#### [PROBLEMS TO WORK ON]
1. In the essay on privacy rights, which organization's project did the writer intern with this summer?
2. According to the essay on privacy rights, which kinds of opinions and expression are stifled or self-censored when citizens lack a private space? List each one.
3. Write the next part of the essay on privacy rights, beginning after its final sentence.

#### [EXCERPTED PASSAGE]
━━━━━━━━━━━━━━━━

Maia Stevenson

Being a law student interested in privacy rights, I frequently hear the following two comments, respectively:

Only people who have something to hide are worried about privacy”,

 and

Privacy is a concern for the privileged”.

I disagree with both comments.

Before I interned with the Privacy, Technology, and Surveillance Project at the Canadian Civil Liberties Association this summer, and before I began law school, I had a fairly robust sense of why I disagreed with the comment that privacy is only a concern for those who are breaking the law.

I disagree because of an appreciation for the value of political dissent and because of an unwillingness to fully welcome any government, including a modern, liberal, democratic one, into one’s home, personal relationships, and inner intellectual life. While as Canadians, we may not feel like we live in a police or surveillance state, one where activists, political dissidents, and other citizens are spied upon and persecuted, such realities are close enough at hand[1] to warrant appropriate safeguards for Canadians’ privacy.

It is not only drug traffickers and child pornographers who value a right to privacy: other political, religious, moral, artistic, and personal opinions and expression, especially those that deviate from a norm, are stifled or self-censored when citizens do not believe that they have a space in which to exist, develop, and share, shielded from the eye of the state, the public, or their peers.[2] Even if you don’t believe that you will never be in need of this sphere of privacy, the fact remains that our political and legal systems are built upon principles of freedom; they are strengthened when citizens have the theoretical capability of experimenting with opinions and ideas, without fear of serious repercussion. Privacy law protects the mind of the citizen as the most fundamental realm of individual privacy; it is not a crime to think about breaking the law, for example.

As for the comment that privacy is a concern only of the privileged…

Perhaps I hear this comment made in part because nowadays the phrase “privacy rights” calls to mind a locked iPhone containing encrypted communications, an embarrassing Internet browsing history, and online banking passwords. Not exactly the stuff of “human rights”.

Or maybe we find it hard to place value on something we regularly and freely relinquish to corporations in the name of convenience, efficiency, and connectivity.

Whatever the reasons, I agree that if we’re abstractly ranking Charter rights Maslow’s hierarchy style, then privacy rights seem to intuitively come second to other human rights; I think, the idea goes, that it is only after one has secured more basic human rights that the value of a private life starts to take form.

━━━━━━━━━━━━━━━━

#### [RECORD LIST]
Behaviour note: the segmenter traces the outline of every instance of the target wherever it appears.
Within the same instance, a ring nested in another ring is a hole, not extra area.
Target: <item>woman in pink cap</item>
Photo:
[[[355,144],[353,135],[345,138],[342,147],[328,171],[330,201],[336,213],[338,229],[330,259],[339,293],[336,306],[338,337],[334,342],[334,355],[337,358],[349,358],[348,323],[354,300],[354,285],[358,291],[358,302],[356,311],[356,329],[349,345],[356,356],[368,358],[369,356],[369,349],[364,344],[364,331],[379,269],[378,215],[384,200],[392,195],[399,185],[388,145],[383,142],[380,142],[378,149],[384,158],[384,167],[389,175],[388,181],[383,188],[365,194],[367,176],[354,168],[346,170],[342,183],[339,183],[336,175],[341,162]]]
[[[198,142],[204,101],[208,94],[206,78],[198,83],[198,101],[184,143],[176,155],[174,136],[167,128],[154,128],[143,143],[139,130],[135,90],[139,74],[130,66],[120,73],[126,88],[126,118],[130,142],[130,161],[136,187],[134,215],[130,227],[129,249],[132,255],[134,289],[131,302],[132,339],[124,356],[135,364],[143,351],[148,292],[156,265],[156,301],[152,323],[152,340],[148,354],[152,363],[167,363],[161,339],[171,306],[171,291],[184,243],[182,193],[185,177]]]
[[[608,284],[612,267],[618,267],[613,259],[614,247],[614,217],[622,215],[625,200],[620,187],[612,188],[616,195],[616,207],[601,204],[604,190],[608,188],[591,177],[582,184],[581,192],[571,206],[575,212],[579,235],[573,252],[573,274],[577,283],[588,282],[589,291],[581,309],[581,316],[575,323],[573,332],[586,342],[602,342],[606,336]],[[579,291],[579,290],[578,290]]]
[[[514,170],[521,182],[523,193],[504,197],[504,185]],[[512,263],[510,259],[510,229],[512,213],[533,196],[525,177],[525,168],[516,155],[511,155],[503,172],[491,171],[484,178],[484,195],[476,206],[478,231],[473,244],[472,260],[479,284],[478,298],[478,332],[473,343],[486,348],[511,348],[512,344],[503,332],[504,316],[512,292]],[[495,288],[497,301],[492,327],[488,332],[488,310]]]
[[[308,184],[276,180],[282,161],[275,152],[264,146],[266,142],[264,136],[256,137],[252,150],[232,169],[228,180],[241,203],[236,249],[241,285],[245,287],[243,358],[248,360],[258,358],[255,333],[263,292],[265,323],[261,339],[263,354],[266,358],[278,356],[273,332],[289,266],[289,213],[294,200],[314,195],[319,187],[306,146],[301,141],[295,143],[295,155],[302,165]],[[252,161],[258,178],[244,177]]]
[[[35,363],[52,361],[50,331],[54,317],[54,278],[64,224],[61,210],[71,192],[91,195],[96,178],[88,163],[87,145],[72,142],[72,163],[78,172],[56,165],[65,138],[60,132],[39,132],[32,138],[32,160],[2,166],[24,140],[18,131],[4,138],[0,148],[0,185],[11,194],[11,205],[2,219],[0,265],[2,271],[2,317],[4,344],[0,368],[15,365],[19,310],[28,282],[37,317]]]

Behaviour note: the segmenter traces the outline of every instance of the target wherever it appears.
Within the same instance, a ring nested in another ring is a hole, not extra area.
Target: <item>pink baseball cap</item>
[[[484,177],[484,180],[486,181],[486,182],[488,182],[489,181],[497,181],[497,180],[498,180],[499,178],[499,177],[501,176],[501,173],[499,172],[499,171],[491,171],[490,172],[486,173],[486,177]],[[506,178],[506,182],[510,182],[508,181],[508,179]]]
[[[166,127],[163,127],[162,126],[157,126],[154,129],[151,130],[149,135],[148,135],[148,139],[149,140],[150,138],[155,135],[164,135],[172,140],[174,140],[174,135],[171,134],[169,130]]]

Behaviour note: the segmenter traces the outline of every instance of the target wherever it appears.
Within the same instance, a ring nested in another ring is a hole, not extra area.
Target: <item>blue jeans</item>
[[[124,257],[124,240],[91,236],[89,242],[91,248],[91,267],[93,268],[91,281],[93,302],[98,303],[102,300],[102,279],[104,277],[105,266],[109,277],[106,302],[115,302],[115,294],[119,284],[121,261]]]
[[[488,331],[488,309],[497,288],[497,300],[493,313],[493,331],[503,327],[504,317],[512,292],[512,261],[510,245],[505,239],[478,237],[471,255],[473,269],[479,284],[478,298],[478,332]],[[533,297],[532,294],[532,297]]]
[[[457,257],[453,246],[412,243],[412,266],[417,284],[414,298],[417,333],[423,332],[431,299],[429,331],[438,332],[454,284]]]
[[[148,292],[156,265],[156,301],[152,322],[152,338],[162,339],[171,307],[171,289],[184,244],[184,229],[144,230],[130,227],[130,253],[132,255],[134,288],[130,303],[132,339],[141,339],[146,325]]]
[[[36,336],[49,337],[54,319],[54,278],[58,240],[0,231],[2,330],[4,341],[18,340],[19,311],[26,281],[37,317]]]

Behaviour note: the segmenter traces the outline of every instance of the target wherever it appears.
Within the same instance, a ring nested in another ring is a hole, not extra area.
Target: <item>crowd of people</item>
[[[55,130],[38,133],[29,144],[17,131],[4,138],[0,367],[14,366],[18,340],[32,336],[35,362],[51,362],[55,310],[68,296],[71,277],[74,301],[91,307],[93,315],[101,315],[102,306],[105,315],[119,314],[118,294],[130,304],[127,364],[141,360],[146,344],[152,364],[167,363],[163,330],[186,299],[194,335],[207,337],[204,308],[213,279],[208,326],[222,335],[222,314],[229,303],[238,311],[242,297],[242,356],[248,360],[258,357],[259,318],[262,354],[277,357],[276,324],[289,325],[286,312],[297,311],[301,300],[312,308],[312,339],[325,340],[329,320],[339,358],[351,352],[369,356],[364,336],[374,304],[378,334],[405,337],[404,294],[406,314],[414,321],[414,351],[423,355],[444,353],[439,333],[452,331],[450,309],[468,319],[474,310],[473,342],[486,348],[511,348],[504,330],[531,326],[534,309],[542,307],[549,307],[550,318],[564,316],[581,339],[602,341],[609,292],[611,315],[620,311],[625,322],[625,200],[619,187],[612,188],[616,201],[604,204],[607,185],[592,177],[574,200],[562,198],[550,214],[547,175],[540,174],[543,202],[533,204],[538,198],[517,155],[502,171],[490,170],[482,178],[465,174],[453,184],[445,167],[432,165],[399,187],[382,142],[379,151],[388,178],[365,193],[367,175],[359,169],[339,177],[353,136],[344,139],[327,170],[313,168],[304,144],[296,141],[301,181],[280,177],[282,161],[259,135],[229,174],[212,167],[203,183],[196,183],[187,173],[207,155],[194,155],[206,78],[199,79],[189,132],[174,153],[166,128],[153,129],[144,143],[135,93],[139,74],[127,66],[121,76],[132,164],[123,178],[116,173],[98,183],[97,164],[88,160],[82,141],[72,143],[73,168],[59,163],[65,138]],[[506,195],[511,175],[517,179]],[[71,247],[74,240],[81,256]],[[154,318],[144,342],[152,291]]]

━━━━━━━━━━━━━━━━

#### [RESPONSES PER TASK]
1. The Privacy, Technology, and Surveillance Project at the Canadian Civil Liberties Association.

2. Political, religious, moral, artistic, and personal opinions and expression.

3.
However, it is misleading to think of human rights in distinct silos. Issues of equality, race, and class overlap frequently with issues of privacy. Invasions of privacy by the state as they occur on the ground in Canada disproportionately affect the members of poor, racialized communities. The degree of privacy one enjoys is correlated to their wealth and historic interaction with the state: how advanced is your technology, how long is your driveway, how high is your fence, are you a guest, tenant or property owner, how good is your lawyer, how assertive of your rights is it safe for you to be in front of an armed policeman?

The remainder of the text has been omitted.